Task requirements: Copy out every row from the line containing "get_bbox(red lipstick)" down through the last of the rows, keeping each one identical to the original.

Excerpted records:
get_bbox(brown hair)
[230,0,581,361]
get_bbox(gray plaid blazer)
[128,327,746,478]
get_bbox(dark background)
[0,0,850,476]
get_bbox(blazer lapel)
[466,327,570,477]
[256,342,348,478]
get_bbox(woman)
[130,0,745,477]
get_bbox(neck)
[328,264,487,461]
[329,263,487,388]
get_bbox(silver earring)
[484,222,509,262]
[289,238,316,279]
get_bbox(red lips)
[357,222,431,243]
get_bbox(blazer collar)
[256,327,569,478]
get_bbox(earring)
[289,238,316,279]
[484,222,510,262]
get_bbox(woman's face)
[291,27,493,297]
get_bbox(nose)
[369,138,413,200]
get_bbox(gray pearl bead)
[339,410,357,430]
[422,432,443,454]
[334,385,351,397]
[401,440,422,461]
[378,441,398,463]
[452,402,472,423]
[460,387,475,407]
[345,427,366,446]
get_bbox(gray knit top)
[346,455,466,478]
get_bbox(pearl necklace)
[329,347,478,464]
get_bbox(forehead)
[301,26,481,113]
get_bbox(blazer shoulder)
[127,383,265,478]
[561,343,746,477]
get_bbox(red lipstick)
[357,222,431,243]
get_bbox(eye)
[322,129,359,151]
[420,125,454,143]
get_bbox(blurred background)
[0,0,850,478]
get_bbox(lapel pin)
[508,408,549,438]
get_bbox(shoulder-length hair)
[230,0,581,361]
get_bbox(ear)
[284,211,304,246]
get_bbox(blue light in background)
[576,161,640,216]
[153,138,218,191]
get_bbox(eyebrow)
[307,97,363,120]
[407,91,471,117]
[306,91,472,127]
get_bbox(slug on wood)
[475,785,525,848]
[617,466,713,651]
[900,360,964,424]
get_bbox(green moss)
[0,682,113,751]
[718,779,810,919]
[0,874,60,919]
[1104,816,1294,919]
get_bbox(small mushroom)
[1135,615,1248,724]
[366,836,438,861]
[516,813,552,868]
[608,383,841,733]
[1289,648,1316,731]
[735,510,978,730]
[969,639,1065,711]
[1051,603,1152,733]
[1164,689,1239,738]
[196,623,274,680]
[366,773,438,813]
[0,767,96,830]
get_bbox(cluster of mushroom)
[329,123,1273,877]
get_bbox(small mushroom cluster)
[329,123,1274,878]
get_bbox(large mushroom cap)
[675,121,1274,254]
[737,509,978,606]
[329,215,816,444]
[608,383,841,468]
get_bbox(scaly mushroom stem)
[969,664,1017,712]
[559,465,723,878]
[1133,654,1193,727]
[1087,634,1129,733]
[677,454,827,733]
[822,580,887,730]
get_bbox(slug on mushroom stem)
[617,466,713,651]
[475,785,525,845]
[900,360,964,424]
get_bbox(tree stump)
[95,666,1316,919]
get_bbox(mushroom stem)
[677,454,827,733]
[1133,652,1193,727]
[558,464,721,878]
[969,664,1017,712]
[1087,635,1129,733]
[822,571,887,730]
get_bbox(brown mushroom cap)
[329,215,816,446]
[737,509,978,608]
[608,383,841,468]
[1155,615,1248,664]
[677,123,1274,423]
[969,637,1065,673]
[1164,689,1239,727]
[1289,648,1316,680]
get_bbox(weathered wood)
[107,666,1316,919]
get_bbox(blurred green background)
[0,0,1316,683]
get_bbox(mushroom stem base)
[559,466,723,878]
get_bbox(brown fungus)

Answer:
get_bbox(red lipstick)
[357,222,431,243]
get_bbox(eye)
[322,129,359,151]
[420,125,454,143]
get_bbox(blurred background)
[0,0,850,478]
get_bbox(lapel pin)
[508,408,549,438]
get_bbox(shoulder-length hair)
[230,0,581,361]
get_bbox(ear)
[284,211,304,246]
get_bbox(blue light in background)
[576,161,640,216]
[153,138,218,191]
get_bbox(eyebrow)
[307,97,363,120]
[407,91,471,117]
[306,91,472,127]
get_bbox(slug on wood)
[475,785,525,848]
[617,466,713,651]
[900,360,964,424]
get_bbox(green moss)
[0,682,113,751]
[718,779,810,919]
[0,874,60,919]
[1104,816,1294,919]
get_bbox(small mushroom)
[1135,615,1248,724]
[366,836,438,861]
[516,813,552,868]
[608,383,841,733]
[1289,648,1316,731]
[735,510,978,730]
[969,639,1065,711]
[1051,603,1152,733]
[1164,689,1239,738]
[196,623,274,680]
[366,773,438,813]
[0,767,96,830]
get_bbox(cluster of mushroom)
[329,123,1273,877]
get_bbox(small mushroom cluster)
[329,123,1274,878]
get_bbox(large mushroom cap)
[675,121,1274,254]
[737,509,978,606]
[329,215,816,444]
[608,383,841,468]
get_bbox(scaly mushroom stem)
[969,664,1017,712]
[559,465,723,878]
[1133,654,1193,727]
[1087,634,1129,733]
[677,454,827,733]
[822,580,887,730]
get_bbox(slug on mushroom stem)
[617,466,713,651]
[475,785,525,845]
[900,360,964,424]
get_bbox(tree stump)
[95,666,1316,919]
get_bbox(mushroom stem)
[677,454,827,733]
[1133,652,1193,727]
[558,464,721,878]
[969,664,1017,712]
[1087,635,1129,733]
[822,571,887,730]
get_bbox(brown mushroom cap)
[329,215,816,446]
[737,509,978,608]
[608,383,841,468]
[1155,615,1248,664]
[677,123,1274,423]
[969,637,1065,673]
[1164,689,1239,727]
[1289,648,1316,680]
get_bbox(weathered wood)
[107,666,1316,919]
get_bbox(blurred green background)
[0,0,1316,683]
get_bbox(mushroom stem base)
[559,466,723,878]
get_bbox(brown fungus)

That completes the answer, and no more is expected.